• _EXERCISE TASK_: Copy out the items below with every "instance" changed to "occurrence" and all else left as it stands. Leave out the pictures.

• _RECORDS FOR THIS EXERCISE_:
◇ ◇ ◇ ◇ ◇ ◇ ◇

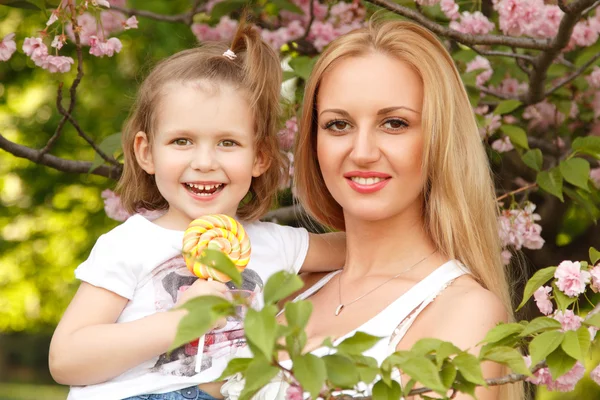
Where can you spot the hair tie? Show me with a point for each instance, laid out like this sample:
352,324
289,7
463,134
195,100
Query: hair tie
229,54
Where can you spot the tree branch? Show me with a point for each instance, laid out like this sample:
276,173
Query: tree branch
574,75
80,167
466,39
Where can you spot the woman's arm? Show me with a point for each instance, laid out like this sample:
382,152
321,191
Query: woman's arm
326,252
88,347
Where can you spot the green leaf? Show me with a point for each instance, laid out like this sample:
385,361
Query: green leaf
551,182
288,6
594,320
506,106
297,313
234,366
538,280
381,391
311,373
470,368
507,356
258,374
109,146
544,344
341,371
303,65
594,255
280,285
517,135
204,312
358,343
502,331
588,144
559,363
576,171
562,300
260,328
221,262
533,159
540,324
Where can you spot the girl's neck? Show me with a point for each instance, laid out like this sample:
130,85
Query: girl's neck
387,246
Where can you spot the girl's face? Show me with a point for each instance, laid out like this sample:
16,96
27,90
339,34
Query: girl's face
203,154
369,140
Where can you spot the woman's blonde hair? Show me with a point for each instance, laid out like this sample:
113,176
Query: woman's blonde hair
255,71
460,210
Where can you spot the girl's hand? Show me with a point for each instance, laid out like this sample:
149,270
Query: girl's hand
200,288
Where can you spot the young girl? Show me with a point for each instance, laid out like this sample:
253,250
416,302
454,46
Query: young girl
201,140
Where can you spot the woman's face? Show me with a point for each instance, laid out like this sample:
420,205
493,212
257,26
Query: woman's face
370,140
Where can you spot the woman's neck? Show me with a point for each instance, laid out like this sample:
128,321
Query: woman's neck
385,247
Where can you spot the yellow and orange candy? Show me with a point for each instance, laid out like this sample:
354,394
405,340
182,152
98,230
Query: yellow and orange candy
218,232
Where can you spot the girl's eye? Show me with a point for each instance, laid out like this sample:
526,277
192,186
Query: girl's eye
395,124
227,143
181,142
337,125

◇ ◇ ◇ ◇ ◇ ◇ ◇

• _RESULT FOR THIS EXERCISE_:
Where can you spot the hair tie? Show me with a point for each occurrence, laid out like this sample:
352,324
289,7
463,134
195,100
Query: hair tie
229,54
Where can you spot the tree branch? Show me with a point for each occurrence, laid out like this sample:
276,173
Query: tree branch
574,75
80,167
466,39
Where can you spot the woman's arm? Show me with a point for each occurrence, laid out like this sample:
382,152
321,191
Query: woman's arm
326,252
88,347
Where can you spot the green leaf? Show me with a point for each occurrence, laid out like this sample:
385,361
Query: green leaf
551,182
288,6
594,320
506,106
297,313
234,366
538,280
381,391
311,373
470,368
507,356
258,374
109,146
544,344
341,371
303,65
594,255
280,285
517,135
204,312
358,343
502,331
588,144
559,363
576,171
562,300
260,328
221,262
533,159
540,324
Where can you spot the girl's neck? Show me with a point for each occurrence, laid out like this sample:
130,85
Query: girl's neck
387,246
Where can you spot the girl's face? Show me with a point for each occurrence, laid out like this sample:
16,96
27,90
339,34
Query: girl's face
203,154
369,140
Where can you spot the woman's blonde hair? Show me with a point for each occurrence, laid out like this sample:
113,176
Query: woman's blonde hair
255,71
460,210
Where can you spot the girl's hand? Show me with a point for each occurrence, laid out like this sample:
149,270
Query: girl's hand
200,288
Where can you spot the young girl? Show me with a point for each occurrence, laid out like this sample:
253,250
416,302
454,46
Query: young girl
201,140
Where can you spot the woman's face? Show me with a point for each occurrence, laid out like this sample:
420,205
493,212
257,26
Query: woman's face
370,140
Where can you spot the woman's neck? Show me with a point for each occurrence, laid out like this sample:
128,321
Query: woman's neck
385,247
Where can you spot the yellow and orange candy? Show me with a point for each occurrence, laid out like this sample:
354,394
405,340
182,152
98,230
Query: yellow and orange candy
218,232
Where can you spot the girl's eye? Show me with a point for each occurrence, laid out like this sample:
526,277
192,186
Query: girl's eye
395,124
227,143
181,142
337,125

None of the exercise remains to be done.